Exercise task
Your task is to print the material below exactly as presented.
---------- Records for the task
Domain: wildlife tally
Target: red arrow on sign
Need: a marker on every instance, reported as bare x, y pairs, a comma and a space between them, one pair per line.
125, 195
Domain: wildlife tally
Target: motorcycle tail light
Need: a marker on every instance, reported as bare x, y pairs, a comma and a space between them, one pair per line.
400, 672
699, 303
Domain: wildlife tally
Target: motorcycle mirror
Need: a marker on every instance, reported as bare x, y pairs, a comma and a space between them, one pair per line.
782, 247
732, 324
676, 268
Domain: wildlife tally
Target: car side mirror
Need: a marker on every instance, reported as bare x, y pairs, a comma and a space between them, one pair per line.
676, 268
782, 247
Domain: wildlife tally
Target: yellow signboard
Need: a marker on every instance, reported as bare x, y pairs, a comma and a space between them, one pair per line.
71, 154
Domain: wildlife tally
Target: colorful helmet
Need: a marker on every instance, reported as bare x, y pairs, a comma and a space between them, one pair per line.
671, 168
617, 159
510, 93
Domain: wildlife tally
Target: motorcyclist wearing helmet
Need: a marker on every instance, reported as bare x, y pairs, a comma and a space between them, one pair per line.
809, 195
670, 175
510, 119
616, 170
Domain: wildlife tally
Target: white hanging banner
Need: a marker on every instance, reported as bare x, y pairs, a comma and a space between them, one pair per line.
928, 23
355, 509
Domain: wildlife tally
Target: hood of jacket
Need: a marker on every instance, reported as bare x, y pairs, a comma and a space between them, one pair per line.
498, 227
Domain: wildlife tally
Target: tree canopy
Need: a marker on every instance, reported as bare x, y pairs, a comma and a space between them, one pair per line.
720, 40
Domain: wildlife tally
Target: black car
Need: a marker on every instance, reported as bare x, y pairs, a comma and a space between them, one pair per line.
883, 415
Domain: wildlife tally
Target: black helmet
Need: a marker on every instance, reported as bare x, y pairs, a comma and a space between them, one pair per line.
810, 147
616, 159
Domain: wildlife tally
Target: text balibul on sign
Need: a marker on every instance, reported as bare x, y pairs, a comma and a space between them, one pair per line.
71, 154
--------------------
Result of this task
Domain: wildlife tally
Target: red arrow on sign
Need: a marker on every instance, reported as bare x, y pairs, a comma and a space between them, one pair per line.
125, 195
Domain: wildlife tally
Target: motorcycle tail light
Need: a marker on every instance, reported as bare x, y pairs, a comma and a space between them, one pair per line.
400, 672
699, 303
Domain: wildlife tally
Target: motorcycle mirror
Need: a marker on every instance, reported as bare x, y pairs, a comma and a space between them, one pair per line.
782, 247
732, 324
676, 268
Domain: wildlife tally
Target: car side mirror
Need: a marker on every instance, reported as bare x, y pairs, a comma and a space between them, one pair per line.
676, 268
782, 247
Domain: wildlife tally
Target: yellow signboard
Need: a marker on every instance, reported as bare x, y pairs, a comma and a space between them, one pair per line.
71, 154
Domain: wildlife tally
Target: colorful helmet
Need: a marker on every instance, reported as bare x, y pairs, a comma and a space between them, one pair per line.
671, 168
617, 159
510, 93
Domain: wildlife tally
Target: motorcyclist wearing helmet
Need: a marker on every instance, reported as bare x, y pairs, a comma and a space between them, one pair per line.
809, 195
670, 175
510, 119
616, 170
Domain: wildlife tally
Target: white hanging banner
Need: a marker on every instance, reported as bare x, y pairs, a comma and a space between them, one pair per line.
928, 23
355, 509
Domain: wildlife tally
Target: hood of jacket
Need: a marker on every instance, reported as bare x, y pairs, a comma and a space between them, one pair per line.
498, 227
Domain: wildlife tally
Target: tree canopy
Need: a marker on every instance, reported as bare x, y pairs, a comma and a space between them, one pair per line.
720, 40
Domain: wildlife tally
Target: black car
Need: a marker on every instance, reported as bare x, y pairs, a comma and a space between them, one pair per line.
883, 415
Domain: wildlife tally
Target: black helmet
Need: a marker on every instance, reported as bare x, y pairs, a comma and a space between them, one pair per line.
810, 147
616, 159
Domain: wildlife tally
Target: text balibul on sign
Need: a marker on every instance, reported as bare x, y pairs, a comma and a space between them, one pair per line.
71, 154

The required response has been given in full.